### Passage to read

== Segment start ==

The COVID-19 pandemic pushed healthcare systems to the brink of collapse. The healthcare sector fought back by rapidly improving its technological capacity. But while the industry started to actively implement changes, it didn’t stray too far from its previous path. The medical sector simply pushed forward with its digitization track, this time, at a turbocharged rate. Although we might have seen the highest spike in 2020, the technological disruptions that marked the historical year are expected to continue impacting the future. The year 2021 is already having its momentum with significant technological advancements driven by digitization, big data, and advanced analytics.
Read on to learn more about top health tech trends of 2021 that will help your medical organization not only survive the health crisis but also stay ahead of the market.
An overview of the Healthcare Technology market
The pandemic brought challenges that forced healthcare organizations to improve their processes. Hospitals and clinics have adopted technologies to streamline in-patient care and remote consultation, despite the fact that this meant increasing their exposure to cybersecurity risks.
Naturally, IT teams started to play a much bigger role in hospital operations. Software development companies build more and more medical solutions to meet the needs of their healthcare clients. Now, besides traditional systems like EHR and HMS, there is a demand for more advanced software powered by AI and enabling data interoperability. The trend is also apparent in the new record high for global healthcare funding, which hit $80.6 billion raised across 5,500 deals in 2020.
Another interesting fact is that on-demand healthcare was one of the top investment categories in the medical sector last year, with $2.7 billion funding across 68 deals. So let’s discuss how the on-demand economy impacts the healthcare industry in more detail.

== Segment end ==

### Information provided

== Segment start ==

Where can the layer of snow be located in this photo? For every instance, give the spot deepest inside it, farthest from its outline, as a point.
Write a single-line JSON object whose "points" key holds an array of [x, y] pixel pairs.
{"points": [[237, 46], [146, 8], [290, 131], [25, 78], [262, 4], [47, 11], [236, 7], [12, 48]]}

== Segment end ==

### Requirement
Write the next part of the article on 2021 healthcare technology trends, starting right after its final sentence. The material has nothing to do with the article on 2021 healthcare technology trends.

### Answer
The on-demand economy and its new role in healthcare
This kind of economy first came on the scene to provide consumers with quick access to goods and services. On-demand apps allow people to book a ride, hire a contractor, and do their grocery shopping with a few taps on their phones.
But this business model changed not only the way we buy products and services but also the way we work. It created a perfect environment for an independent workforce and helped solve, at least partially, the problem of talent shortage in many sectors.
While Uber remains a classic example of on-demand services, the on-demand economy has grown a lot since it was founded in 2009. According to the Harvard Business Review, there were as many as 150 million independent contractors in North America and Western Europe in 2018.
Driven by connectivity and the popularity of mobile devices, the on-demand economy has spilled over to the healthcare sector, too.
To tackle staff shortages and improve their interactions with patients and other healthcare payers, medical organizations embrace this trend with innovative solutions like Wendy’s platform developed by Demigos for its US-based client. This solution connects people looking for home care for their senior relatives with caregivers in an instant.
Healthcare staff shortages
The COVID-19 pandemic exposed healthcare staffing issues that are expected to persist even when the crisis is over. The World Health Organization forecasts a worldwide shortage of 9.9 million healthcare workers by 2030. The United States alone needs to bring in more than two million new healthcare workers by 2025 to provide adequate care to its aging population.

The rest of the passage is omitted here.